INSTRUCTIONS FOR THE TASK: Below are the data; count the lines with the string "cliff" in them and give that number only.

═══ DATA SUPPLIED

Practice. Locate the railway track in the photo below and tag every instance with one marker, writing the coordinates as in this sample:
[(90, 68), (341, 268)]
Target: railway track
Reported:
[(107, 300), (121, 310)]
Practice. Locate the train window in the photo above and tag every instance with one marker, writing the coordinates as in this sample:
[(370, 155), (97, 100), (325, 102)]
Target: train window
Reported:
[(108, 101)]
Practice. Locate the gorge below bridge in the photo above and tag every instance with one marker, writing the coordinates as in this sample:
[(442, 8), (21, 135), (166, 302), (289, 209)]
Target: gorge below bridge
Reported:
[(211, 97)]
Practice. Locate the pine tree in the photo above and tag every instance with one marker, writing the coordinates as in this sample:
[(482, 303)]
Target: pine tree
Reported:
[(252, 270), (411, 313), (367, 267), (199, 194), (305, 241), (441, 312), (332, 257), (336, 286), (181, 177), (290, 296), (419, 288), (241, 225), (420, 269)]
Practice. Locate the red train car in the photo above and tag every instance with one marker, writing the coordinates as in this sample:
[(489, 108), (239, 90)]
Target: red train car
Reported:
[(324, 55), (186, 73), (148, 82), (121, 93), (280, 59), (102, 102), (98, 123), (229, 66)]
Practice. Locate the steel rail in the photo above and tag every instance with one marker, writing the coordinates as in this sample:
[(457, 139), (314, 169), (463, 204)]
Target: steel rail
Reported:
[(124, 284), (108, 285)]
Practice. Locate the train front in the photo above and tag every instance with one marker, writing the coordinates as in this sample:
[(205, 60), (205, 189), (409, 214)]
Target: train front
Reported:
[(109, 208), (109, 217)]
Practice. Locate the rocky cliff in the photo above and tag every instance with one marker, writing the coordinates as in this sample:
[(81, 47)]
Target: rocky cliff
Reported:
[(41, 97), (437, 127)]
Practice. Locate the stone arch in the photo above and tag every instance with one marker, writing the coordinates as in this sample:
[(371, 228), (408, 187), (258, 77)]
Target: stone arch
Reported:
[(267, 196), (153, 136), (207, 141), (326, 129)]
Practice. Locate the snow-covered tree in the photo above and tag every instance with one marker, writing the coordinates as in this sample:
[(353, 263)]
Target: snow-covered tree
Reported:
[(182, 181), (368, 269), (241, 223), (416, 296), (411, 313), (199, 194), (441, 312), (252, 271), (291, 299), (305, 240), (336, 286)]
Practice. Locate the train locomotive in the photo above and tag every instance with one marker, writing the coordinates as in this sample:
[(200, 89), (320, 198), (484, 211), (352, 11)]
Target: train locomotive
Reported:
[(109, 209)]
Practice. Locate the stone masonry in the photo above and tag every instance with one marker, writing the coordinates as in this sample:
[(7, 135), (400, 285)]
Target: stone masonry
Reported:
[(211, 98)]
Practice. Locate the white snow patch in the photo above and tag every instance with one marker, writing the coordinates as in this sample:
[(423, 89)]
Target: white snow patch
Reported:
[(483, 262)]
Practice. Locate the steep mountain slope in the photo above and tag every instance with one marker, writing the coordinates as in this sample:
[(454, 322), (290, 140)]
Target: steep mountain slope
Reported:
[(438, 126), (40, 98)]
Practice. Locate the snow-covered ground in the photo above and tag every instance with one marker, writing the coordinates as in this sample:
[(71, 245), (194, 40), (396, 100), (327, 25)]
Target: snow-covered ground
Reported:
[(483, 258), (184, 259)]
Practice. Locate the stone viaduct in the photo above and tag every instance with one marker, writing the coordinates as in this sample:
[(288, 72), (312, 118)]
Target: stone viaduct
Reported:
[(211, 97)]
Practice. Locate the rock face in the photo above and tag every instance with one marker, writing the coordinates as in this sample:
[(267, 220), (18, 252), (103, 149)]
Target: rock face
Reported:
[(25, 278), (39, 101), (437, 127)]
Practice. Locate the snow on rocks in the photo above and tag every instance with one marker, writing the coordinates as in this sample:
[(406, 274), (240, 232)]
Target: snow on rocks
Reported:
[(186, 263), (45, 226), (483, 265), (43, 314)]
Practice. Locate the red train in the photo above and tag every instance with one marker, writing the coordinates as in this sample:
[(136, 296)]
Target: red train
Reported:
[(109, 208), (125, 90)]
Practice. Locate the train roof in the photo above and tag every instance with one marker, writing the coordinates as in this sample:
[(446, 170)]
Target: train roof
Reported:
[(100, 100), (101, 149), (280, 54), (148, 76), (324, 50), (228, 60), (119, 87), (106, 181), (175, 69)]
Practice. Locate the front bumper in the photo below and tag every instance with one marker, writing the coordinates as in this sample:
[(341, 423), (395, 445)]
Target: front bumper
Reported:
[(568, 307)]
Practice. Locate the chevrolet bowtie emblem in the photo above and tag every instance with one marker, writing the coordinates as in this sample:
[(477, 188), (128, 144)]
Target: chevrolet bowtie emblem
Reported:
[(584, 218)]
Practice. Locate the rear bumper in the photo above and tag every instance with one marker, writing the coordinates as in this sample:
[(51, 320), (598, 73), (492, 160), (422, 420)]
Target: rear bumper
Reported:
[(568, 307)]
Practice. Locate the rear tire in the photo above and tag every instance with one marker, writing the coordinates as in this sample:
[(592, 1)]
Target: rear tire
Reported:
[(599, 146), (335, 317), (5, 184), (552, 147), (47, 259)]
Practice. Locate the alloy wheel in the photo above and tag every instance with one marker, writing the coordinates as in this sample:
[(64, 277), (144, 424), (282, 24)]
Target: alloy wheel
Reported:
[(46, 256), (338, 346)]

══════

RESPONSE TO THE TASK: 2